> **任務 a**
統計下方清單中含有字串“blue”的行數,只給出數字。

┌─ 文本摘錄

孫 濤,李 然,2
(1.南京航空航天大學經濟與管理學院,江蘇南京 211106;2.南京航空航天大學金城學院,江蘇南京 211156)
我國環保產業主要經歷了3個發展階段:第一階段伴隨著城市工業化的進程,以環保固定資產投資和相關基礎建設為主,強調的是單一化治理;第二階段是以氣、水、土為關鍵要素的環境修復,突出政府監管與治理的相互配合[1];黨的十九大后進入第三階段,重點將防治污染和生態建設與環保產業升級、經濟轉型做有效性關聯,重點突出環境監測、水治理、土壤修復和固體處理等子行業在整個產業中的主導地位。
隨著環保制度改革中“三個十條”和新環保法等頂層設計的逐步完善,環評脫鉤、執法垂管、排污許可、環保稅等具體措施的落地使得當前環保產業受到空前重視,產業規模和整治的覆蓋面都明顯擴大,現有的環保產品體系也在逐步完善中,環境治理與運營開始呈現市場化和專業化趨勢,整個領域的規律性變化與政府在不同階段的環境發展規劃直接相關。從規模上看,現有的環保產業市場總量仍舊偏小、創新能力仍有不足,參與治理的各類型中小企業居多,導致市場集中度較低,社會化協作尚未形成規模;環保產品的自主標準和體系不夠完善,各子行業發展程度也不夠平均,產業鏈及運營模式仍待進一步優化。
環保產業鏈上游主要是以能源產業為主的重工業,下游則主要包含市政在內的具體行業,因此上下游有一定重合性,其主要特點是產業內的需求方也是供給方,在角色劃分上可以分為環保產品生產、環保工程和設施運營。整體產業鏈運營的基本框架是由上游各子行業提供相關產品的生產原料并明確自身需求,再由政府或者企業參與到具體的產品生產、調試安裝以及設施運營上來,最后由行業的運營者經過驗收后,將包括各項硬軟件在內的環保成果提交給市政以及各子行業的相關企業。具體如圖1所示。

└─
┌─ 所附清單

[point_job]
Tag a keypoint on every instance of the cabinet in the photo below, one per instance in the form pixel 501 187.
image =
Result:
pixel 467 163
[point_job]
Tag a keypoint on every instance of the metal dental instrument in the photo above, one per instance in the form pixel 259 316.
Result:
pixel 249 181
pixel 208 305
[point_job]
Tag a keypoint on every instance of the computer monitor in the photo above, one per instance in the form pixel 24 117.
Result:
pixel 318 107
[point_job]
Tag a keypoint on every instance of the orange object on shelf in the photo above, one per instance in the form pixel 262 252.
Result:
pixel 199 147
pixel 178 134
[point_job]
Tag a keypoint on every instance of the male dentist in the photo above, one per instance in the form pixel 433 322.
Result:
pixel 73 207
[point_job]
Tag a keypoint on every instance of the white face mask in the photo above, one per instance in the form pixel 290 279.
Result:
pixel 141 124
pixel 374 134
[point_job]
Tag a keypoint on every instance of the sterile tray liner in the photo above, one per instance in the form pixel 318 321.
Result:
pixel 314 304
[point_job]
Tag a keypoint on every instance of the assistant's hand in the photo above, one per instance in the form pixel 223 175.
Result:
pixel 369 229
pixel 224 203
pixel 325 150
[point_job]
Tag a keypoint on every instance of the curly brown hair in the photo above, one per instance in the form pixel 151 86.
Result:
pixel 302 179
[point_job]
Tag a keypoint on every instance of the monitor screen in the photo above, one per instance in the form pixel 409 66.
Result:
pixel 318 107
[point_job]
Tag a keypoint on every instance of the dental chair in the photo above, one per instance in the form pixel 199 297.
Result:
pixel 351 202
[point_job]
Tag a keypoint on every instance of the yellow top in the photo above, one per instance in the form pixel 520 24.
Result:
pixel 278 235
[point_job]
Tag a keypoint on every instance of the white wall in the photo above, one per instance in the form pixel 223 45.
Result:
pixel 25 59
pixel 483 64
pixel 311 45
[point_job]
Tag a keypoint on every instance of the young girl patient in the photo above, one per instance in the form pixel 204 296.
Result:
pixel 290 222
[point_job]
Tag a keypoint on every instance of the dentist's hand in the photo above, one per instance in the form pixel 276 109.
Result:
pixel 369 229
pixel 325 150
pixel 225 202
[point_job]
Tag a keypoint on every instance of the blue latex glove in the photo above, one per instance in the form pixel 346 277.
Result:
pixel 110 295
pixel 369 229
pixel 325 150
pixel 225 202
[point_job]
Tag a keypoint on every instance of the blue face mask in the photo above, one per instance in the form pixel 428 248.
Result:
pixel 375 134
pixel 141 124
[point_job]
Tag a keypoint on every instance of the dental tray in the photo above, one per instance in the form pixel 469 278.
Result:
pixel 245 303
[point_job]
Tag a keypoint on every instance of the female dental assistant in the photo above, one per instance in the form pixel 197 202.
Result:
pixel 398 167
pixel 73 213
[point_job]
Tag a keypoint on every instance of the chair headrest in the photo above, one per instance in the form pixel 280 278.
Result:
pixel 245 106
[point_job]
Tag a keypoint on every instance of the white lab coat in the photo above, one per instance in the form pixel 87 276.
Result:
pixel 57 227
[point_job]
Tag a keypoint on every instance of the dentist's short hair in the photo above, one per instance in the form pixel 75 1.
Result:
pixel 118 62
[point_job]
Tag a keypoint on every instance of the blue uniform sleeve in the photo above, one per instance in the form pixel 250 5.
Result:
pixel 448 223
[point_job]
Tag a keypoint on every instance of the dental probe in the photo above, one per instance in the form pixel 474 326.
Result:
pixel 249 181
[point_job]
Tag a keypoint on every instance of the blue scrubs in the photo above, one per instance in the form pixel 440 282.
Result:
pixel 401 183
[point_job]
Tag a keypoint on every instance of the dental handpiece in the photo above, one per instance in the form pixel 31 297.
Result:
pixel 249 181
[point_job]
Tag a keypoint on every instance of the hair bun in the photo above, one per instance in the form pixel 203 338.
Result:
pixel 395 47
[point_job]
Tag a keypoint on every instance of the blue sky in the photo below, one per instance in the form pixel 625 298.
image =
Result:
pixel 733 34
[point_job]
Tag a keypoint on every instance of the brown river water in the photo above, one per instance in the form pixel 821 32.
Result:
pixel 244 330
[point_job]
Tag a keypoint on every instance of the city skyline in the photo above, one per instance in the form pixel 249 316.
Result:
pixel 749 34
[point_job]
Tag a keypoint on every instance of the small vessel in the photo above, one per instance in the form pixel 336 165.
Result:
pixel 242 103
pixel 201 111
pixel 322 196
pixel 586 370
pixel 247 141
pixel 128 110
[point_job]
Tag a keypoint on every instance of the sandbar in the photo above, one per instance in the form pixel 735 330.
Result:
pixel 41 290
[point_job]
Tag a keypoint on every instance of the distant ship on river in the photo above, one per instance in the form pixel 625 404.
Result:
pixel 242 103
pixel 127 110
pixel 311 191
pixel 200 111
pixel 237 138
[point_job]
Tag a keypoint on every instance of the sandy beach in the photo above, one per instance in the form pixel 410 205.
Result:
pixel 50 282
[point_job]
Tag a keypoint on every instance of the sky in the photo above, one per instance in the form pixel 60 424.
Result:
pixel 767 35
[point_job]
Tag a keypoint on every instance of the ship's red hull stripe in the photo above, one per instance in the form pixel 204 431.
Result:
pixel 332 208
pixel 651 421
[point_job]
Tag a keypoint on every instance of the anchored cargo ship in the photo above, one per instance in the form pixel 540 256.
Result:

└─

> **任務 b**
請將上文環保產業一文中從“我國環保產業主要經歷了3個發”起至“鏈及運營模式仍待進一步優化。”止(含兩端)的文字一字不改地抄錄下來。

> **參考答案 a**
5

> **參考答案 b**
我國環保產業主要經歷了3個發展階段:第一階段伴隨著城市工業化的進程,以環保固定資產投資和相關基礎建設為主,強調的是單一化治理;第二階段是以氣、水、土為關鍵要素的環境修復,突出政府監管與治理的相互配合[1];黨的十九大后進入第三階段,重點將防治污染和生態建設與環保產業升級、經濟轉型做有效性關聯,重點突出環境監測、水治理、土壤修復和固體處理等子行業在整個產業中的主導地位。
隨著環保制度改革中“三個十條”和新環保法等頂層設計的逐步完善,環評脫鉤、執法垂管、排污許可、環保稅等具體措施的落地使得當前環保產業受到空前重視,產業規模和整治的覆蓋面都明顯擴大,現有的環保產品體系也在逐步完善中,環境治理與運營開始呈現市場化和專業化趨勢,整個領域的規律性變化與政府在不同階段的環境發展規劃直接相關。從規模上看,現有的環保產業市場總量仍舊偏小、創新能力仍有不足,參與治理的各類型中小企業居多,導致市場集中度較低,社會化協作尚未形成規模;環保產品的自主標準和體系不夠完善,各子行業發展程度也不夠平均,產業鏈及運營模式仍待進一步優化。